What to do: Pick out every line in the lines below that contains the word "interior", and copy each one.

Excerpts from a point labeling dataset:
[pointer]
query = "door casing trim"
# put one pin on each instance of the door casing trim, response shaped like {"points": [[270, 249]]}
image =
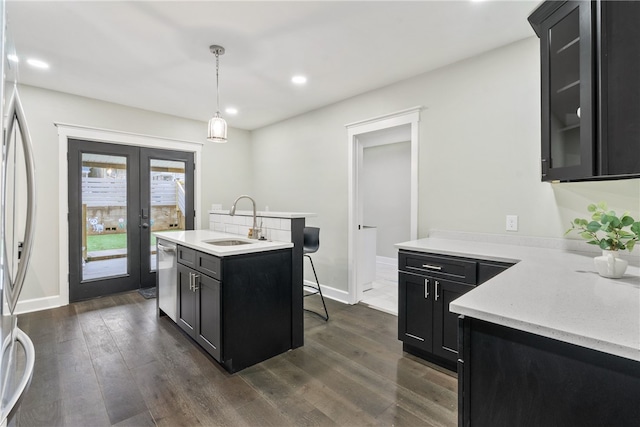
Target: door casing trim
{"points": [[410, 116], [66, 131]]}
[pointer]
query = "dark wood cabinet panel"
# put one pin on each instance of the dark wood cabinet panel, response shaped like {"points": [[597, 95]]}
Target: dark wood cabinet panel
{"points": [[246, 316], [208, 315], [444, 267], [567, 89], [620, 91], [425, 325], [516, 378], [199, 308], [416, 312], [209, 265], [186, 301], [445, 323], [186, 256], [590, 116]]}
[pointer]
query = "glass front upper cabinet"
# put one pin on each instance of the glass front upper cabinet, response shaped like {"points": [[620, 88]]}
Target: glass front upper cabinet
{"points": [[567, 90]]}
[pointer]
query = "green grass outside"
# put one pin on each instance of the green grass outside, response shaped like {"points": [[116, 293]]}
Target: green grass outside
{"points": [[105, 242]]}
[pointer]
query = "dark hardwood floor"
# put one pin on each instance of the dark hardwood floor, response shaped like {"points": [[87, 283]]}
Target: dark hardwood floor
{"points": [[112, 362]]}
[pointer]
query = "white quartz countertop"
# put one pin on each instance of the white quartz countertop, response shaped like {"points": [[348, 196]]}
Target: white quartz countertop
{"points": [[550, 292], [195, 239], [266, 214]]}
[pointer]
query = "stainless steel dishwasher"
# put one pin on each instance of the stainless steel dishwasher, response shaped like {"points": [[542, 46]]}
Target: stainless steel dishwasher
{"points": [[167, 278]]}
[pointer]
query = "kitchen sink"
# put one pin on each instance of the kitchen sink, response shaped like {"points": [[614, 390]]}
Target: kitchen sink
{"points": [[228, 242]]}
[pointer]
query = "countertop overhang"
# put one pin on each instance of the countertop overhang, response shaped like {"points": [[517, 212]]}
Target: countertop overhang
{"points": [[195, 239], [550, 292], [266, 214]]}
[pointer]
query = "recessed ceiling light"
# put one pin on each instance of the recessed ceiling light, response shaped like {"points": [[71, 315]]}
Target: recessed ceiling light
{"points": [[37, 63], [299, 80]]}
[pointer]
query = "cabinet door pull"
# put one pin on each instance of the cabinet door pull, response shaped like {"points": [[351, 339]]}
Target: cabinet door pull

==

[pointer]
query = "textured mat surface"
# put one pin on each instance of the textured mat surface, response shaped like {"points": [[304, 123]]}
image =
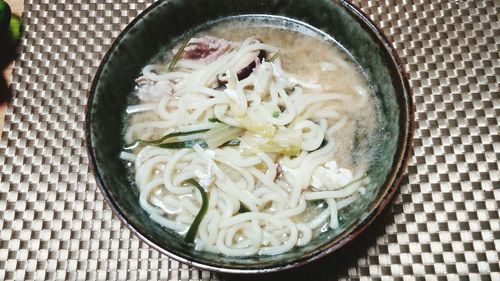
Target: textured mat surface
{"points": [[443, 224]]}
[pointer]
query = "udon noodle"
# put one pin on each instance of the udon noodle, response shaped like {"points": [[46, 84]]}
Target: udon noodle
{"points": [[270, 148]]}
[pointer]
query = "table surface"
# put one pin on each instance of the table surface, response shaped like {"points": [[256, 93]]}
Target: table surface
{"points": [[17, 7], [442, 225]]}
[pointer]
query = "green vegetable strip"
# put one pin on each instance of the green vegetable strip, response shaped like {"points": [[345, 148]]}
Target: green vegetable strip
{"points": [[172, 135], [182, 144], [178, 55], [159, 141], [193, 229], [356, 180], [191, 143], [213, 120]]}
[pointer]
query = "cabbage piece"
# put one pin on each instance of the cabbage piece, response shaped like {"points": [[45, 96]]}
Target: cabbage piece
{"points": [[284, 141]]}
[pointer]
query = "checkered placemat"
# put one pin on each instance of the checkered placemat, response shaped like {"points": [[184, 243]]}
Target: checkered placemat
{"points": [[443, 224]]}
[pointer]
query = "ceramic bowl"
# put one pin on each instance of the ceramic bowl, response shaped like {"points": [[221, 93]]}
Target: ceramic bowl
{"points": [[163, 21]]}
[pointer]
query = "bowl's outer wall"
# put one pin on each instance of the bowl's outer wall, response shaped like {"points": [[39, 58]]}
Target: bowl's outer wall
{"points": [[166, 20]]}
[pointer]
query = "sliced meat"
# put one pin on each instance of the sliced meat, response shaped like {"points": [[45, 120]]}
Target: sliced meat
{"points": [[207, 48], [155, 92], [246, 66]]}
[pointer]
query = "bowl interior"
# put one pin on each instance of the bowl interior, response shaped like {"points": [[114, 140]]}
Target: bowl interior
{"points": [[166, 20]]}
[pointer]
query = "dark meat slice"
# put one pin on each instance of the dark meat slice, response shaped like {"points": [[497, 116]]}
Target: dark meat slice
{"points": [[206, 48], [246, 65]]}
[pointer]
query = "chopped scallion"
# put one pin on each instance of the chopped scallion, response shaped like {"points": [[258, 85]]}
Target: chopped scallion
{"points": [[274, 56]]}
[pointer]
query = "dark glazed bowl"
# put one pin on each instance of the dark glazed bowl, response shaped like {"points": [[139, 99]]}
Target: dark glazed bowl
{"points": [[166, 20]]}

Response to this task:
query = "bowl interior"
# put one pin on each instance of the bowl interior, response shaped like {"points": [[114, 140]]}
Target: bowl interior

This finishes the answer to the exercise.